Record excerpts: Begin
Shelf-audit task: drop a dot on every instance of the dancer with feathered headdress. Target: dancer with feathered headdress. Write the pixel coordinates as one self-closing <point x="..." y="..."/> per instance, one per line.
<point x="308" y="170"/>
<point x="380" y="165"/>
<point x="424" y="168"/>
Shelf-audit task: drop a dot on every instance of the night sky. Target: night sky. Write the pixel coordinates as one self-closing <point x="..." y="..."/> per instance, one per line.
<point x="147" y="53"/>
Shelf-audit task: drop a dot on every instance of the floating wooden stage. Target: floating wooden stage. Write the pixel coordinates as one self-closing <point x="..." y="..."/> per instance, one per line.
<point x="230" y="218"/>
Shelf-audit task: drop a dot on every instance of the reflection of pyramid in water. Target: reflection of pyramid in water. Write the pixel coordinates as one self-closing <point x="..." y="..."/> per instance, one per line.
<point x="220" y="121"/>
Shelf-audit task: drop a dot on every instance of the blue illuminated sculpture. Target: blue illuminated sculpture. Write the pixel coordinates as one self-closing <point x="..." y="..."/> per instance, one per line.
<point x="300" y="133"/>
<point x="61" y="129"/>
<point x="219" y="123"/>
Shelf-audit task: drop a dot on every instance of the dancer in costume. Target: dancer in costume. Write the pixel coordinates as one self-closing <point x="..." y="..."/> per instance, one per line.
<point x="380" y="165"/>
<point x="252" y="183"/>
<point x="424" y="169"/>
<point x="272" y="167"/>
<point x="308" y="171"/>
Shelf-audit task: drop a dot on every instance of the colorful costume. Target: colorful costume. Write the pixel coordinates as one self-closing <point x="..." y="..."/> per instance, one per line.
Record excerpts: End
» **Activity**: Every record in the listing above is to be copied exactly.

» **Answer to the problem**:
Shelf-audit task: drop a dot on every instance of the dancer with feathered headdress. Target: dancer with feathered headdress. Write the pixel coordinates as one self-closing <point x="..." y="..."/> per instance, one per line.
<point x="308" y="170"/>
<point x="380" y="165"/>
<point x="424" y="168"/>
Shelf-audit task: drop a dot on every instance of the night sky. Target: night sky. Write the pixel coordinates as one self-closing <point x="..." y="..."/> per instance, one per line.
<point x="147" y="53"/>
Shelf-audit task: drop a dot on every instance of the floating wooden stage. Target: floating wooden stage. Write the pixel coordinates as one self-closing <point x="..." y="..."/> per instance, one per line.
<point x="230" y="218"/>
Shelf-audit task: drop a dot on every instance of the reflection of pyramid in water. Target: reflection of pyramid in water. Write the pixel coordinates as one self-closing <point x="..." y="..."/> per instance, one per line.
<point x="220" y="121"/>
Shelf-audit task: drop a dot on every instance of the blue illuminated sculpture. Target: blue illuminated sculpture. Write the pixel coordinates as one self-closing <point x="..." y="..."/> per instance, one per line.
<point x="300" y="133"/>
<point x="61" y="129"/>
<point x="219" y="123"/>
Shelf-audit task: drop a dot on every instance of the dancer in costume. Target: dancer in costume. Write the pixel coordinates as one self-closing <point x="..." y="..."/> per instance, one per line.
<point x="380" y="165"/>
<point x="252" y="183"/>
<point x="424" y="169"/>
<point x="272" y="167"/>
<point x="308" y="171"/>
Shelf-audit task: drop a dot on every instance of the colorful costume. Target: colorful costume. Write the pixel coordinates as one self-closing <point x="..." y="..."/> per instance, one per line.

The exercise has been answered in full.